Supplied records:
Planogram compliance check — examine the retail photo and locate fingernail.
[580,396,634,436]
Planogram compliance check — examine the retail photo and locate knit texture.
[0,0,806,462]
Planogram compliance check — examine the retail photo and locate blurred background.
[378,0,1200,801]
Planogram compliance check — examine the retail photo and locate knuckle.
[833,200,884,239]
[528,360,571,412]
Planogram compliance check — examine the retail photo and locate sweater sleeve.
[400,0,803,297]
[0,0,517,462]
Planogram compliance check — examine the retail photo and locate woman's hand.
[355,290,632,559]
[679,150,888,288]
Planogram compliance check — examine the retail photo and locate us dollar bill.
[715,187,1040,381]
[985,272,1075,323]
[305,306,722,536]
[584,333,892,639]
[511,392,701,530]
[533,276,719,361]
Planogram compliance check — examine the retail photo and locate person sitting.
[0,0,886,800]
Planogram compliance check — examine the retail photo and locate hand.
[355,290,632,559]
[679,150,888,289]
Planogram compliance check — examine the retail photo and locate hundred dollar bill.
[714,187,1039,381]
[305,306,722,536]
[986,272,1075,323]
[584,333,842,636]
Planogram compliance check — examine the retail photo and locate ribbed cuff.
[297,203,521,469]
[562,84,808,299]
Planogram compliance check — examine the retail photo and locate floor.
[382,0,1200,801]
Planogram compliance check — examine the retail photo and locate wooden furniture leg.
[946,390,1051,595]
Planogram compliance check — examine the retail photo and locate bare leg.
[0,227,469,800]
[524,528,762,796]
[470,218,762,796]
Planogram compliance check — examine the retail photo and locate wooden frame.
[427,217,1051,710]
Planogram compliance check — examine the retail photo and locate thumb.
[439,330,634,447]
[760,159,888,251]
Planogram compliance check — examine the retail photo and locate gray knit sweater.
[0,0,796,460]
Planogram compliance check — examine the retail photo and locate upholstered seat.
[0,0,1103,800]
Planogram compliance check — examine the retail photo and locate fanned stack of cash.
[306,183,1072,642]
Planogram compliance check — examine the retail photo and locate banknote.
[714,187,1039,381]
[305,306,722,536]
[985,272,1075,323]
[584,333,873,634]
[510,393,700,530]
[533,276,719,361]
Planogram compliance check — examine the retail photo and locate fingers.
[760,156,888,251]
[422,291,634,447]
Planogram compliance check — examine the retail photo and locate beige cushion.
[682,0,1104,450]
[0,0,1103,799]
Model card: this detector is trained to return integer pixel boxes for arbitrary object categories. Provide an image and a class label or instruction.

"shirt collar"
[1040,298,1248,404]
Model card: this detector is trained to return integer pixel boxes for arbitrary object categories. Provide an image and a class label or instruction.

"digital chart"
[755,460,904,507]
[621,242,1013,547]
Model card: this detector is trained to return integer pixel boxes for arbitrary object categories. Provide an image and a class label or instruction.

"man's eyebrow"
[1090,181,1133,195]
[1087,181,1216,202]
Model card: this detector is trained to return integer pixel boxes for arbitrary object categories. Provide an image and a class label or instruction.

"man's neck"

Task brief: Please write out all of the entries above again, switching each occurrence of "Planogram compliance check" to "Shelf layout review" and leaving everything else unchanged.

Expected answer:
Shelf layout review — examine the retail photo and locate fingernail.
[580,396,634,436]
Shelf layout review — examine the retail photo and locate knit texture.
[0,0,806,462]
Shelf layout review — examine the retail photo and locate blurred background.
[378,0,1200,801]
Shelf layout review — examine the retail photo and locate knuckle.
[833,200,884,239]
[528,360,571,412]
Shelf layout review — examine the retail photo and locate sweater sleeve.
[400,0,803,297]
[0,0,517,462]
Shelf layout review — examine the retail photo and locate woman's hand.
[355,290,632,559]
[679,150,888,288]
Shelf layout review — examine the retail photo and locate us dollar bill.
[715,187,1040,381]
[985,272,1075,323]
[305,306,722,536]
[584,333,892,639]
[511,392,701,530]
[533,276,719,361]
Shelf layout review — examine the retail photo and locate person sitting.
[0,0,886,800]
Shelf layout review — examine the retail photo and locate hand.
[355,290,632,559]
[679,150,888,289]
Shelf layout review — examine the retail photo and locate hundred dollar bill.
[714,187,1039,381]
[305,306,722,536]
[986,272,1075,323]
[584,333,842,636]
Shelf layout review — examine the retail photo and locate ribbed cuff.
[297,203,521,469]
[562,84,808,299]
Shelf layout review — examine the retail photo and locate floor.
[382,0,1200,801]
Shelf layout review — examine the retail photo and locate wooden furniture leg.
[946,390,1051,595]
Shelf layout review — examine the retail photo and locate bare leg.
[0,227,469,800]
[524,528,762,796]
[470,218,762,796]
Shelf layout review — examine the retail photo and locate wooden frame.
[427,217,1051,710]
Shelf layout review — examine the retail photo and locate thumb.
[439,330,634,447]
[760,159,888,251]
Shelf layout review — examine the retail photo and locate gray knit sweater.
[0,0,796,460]
Shelf layout review — examine the retail photo and locate upholstered seat.
[0,0,1103,800]
Shelf layout review — examine the retail photo and locate fanned stack of cash.
[306,183,1072,642]
Shelf layout review — examine the retail photo and locate banknote.
[714,187,1039,381]
[305,306,722,536]
[985,272,1075,323]
[584,333,873,634]
[510,393,700,530]
[533,276,719,361]
Shelf layout review — examine the retail photo and locate fingers.
[760,156,888,251]
[422,291,634,447]
Shelf layout review — examine the retail photo and locate beige cushion.
[682,0,1104,450]
[0,0,1103,799]
Model card: this detector is trained to return integer pixel boxes for arbitrary object categories. Provide an image and a class label or instruction.

"shirt collar"
[1040,298,1248,404]
Model card: this detector is trained to return integer pixel boxes for arbitrary object categories. Provide an image and a class label or instruction.

"digital chart"
[755,460,904,507]
[621,242,1013,547]
Model card: this detector is trained to return integer pixel boxes for arbitrary object categories. Provide an image and a class label or instruction.

"man's eyebrow"
[1090,181,1133,195]
[1087,181,1216,202]
Model card: this detector is trained to return integer pixel boxes for arbitrary object categories. Provide an image and a class label or instruction.

"man's neck"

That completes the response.